### BRIEF
Below is a block of records. Copy every line in it that contains the word "white".

### SUPPLIED ENTRIES
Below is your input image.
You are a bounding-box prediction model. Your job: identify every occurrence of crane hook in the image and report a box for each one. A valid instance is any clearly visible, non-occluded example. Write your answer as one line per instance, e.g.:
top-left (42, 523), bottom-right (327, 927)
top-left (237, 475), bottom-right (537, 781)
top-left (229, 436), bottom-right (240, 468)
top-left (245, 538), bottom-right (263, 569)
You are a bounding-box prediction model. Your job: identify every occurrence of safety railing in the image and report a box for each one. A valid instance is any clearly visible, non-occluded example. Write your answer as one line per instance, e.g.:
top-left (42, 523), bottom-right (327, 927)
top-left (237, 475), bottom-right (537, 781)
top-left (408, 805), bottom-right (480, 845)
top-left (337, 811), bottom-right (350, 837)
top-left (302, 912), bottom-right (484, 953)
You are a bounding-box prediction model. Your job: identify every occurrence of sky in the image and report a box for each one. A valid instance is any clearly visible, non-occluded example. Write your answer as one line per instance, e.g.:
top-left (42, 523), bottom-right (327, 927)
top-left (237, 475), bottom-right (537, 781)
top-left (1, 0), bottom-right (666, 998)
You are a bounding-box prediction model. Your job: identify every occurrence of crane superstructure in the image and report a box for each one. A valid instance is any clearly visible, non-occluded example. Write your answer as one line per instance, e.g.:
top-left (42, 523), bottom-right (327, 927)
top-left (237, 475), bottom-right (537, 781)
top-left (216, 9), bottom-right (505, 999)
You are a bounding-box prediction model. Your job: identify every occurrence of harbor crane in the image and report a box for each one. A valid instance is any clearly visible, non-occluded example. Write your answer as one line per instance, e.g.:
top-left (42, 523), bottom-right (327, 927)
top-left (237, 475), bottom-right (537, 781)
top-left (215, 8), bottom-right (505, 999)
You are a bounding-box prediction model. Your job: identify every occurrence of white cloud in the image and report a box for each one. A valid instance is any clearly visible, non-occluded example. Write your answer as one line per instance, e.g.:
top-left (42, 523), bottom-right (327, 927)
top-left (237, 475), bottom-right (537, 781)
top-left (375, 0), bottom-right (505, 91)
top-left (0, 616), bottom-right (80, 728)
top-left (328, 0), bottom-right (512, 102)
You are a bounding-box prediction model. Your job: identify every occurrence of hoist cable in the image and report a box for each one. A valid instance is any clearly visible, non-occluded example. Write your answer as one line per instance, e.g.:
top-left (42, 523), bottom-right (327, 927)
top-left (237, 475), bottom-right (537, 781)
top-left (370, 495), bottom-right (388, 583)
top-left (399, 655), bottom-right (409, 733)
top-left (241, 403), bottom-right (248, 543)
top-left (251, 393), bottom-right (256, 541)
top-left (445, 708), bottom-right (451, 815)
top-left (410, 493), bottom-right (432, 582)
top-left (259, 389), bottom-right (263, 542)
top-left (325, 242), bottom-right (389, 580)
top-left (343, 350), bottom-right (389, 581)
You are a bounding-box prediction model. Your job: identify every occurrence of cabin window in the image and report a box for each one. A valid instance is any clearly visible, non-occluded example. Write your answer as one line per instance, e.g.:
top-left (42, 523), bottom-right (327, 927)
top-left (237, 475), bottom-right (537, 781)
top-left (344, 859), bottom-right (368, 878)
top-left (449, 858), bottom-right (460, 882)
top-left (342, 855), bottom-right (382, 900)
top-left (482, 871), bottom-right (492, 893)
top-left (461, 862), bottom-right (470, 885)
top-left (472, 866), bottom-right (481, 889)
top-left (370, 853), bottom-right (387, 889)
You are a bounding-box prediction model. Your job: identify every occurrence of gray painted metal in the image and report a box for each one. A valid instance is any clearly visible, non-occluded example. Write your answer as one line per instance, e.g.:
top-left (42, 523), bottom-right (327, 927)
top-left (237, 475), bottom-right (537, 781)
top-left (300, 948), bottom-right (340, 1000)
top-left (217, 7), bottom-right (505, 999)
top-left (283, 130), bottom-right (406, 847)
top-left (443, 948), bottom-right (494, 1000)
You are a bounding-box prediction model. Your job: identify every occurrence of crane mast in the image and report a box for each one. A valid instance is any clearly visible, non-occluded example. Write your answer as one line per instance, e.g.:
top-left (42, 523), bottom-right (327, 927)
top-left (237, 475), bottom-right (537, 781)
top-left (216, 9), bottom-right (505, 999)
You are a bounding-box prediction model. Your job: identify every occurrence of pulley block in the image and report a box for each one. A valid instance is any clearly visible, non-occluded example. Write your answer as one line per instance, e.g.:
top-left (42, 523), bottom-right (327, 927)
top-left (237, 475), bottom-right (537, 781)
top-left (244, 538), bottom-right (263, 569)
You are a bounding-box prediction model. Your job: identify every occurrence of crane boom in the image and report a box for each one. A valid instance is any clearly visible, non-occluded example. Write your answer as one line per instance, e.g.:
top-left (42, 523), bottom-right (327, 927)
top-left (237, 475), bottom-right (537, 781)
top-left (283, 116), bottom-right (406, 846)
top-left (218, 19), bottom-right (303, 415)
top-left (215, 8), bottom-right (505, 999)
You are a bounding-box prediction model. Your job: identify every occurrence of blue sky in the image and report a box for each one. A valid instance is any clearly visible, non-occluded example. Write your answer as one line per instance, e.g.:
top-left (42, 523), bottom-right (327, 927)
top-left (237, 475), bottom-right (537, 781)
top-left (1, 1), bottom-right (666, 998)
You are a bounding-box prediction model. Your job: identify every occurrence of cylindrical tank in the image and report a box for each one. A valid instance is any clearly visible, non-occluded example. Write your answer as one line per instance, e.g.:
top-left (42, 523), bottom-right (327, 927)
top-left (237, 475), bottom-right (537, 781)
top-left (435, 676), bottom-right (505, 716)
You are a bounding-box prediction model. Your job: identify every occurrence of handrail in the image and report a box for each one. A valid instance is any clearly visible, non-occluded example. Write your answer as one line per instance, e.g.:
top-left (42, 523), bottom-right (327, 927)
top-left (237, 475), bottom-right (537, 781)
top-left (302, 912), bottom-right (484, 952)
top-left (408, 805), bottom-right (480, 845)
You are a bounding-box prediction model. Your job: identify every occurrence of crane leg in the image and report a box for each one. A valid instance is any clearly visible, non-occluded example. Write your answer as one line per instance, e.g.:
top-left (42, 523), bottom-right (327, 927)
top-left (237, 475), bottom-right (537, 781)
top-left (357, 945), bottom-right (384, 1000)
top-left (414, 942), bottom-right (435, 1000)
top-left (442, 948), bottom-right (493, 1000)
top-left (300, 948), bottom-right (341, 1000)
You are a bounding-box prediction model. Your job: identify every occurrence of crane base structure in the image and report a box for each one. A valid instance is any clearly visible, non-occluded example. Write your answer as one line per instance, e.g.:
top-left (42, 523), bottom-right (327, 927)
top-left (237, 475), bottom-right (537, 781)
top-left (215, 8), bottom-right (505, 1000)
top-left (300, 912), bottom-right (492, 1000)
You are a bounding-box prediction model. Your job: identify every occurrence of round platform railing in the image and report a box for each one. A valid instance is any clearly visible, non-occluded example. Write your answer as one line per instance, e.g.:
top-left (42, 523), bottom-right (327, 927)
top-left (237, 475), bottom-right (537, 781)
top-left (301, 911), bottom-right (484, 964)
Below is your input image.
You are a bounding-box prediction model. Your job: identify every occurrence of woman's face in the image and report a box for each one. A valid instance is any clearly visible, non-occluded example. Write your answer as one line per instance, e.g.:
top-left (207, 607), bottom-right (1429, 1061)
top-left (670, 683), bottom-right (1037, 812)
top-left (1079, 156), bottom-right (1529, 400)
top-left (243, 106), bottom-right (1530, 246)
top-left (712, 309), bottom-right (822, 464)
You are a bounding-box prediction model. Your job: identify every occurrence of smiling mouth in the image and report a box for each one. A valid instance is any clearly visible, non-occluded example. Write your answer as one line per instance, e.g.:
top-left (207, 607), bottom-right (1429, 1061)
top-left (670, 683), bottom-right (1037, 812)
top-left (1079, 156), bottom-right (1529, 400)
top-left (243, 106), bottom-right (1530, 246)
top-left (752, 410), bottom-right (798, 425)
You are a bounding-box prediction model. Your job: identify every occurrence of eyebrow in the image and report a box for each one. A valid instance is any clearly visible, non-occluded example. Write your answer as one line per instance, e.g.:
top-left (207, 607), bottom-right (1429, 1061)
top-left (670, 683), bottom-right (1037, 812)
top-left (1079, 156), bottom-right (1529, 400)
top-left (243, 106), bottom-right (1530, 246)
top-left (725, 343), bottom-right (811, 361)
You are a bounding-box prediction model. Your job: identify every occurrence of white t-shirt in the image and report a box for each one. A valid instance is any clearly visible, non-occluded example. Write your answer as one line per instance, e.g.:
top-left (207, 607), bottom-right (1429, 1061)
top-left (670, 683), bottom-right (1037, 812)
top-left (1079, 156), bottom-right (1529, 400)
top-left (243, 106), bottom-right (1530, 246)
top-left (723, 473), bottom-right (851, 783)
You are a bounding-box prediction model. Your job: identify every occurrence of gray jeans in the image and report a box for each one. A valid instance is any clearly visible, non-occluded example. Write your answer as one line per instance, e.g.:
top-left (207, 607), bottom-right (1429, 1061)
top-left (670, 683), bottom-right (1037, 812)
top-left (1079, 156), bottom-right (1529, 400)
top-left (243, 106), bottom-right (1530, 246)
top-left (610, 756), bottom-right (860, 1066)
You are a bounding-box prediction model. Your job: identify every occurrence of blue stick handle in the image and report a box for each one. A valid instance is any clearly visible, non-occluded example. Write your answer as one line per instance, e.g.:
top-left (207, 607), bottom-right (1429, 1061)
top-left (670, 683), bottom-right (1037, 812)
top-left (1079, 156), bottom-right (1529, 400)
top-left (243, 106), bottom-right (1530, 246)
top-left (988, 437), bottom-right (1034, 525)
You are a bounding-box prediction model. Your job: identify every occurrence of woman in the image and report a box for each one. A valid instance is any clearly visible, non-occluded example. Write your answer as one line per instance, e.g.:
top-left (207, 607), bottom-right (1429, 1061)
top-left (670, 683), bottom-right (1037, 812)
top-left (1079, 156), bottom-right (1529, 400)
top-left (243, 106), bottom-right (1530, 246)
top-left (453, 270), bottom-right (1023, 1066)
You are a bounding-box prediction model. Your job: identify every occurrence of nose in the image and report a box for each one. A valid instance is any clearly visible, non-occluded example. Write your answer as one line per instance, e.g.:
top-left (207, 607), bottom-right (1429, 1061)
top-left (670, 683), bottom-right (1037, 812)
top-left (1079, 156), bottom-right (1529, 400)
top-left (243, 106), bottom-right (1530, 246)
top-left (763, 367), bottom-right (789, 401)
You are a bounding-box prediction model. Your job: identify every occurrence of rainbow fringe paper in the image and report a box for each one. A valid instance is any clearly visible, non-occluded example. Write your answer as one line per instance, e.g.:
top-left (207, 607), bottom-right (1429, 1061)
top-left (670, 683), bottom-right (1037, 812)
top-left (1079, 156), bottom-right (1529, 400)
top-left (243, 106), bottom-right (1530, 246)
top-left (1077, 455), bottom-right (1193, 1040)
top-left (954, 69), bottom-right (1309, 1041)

### ANSWER SECTION
You are a bounding-box prediction model. Your job: identify every occurrence of white cloud in the image and report a box for each one. A valid instance is any clearly visible, non-occluded example. Write your answer as one line per instance, e.g.:
You are a bounding-box prediction model. Your job: identify every occurrence of white t-shirt in the image and report a box for each one. A valid instance is any clearly visible, non-occluded example. Write your answer as one line per instance, e.g.:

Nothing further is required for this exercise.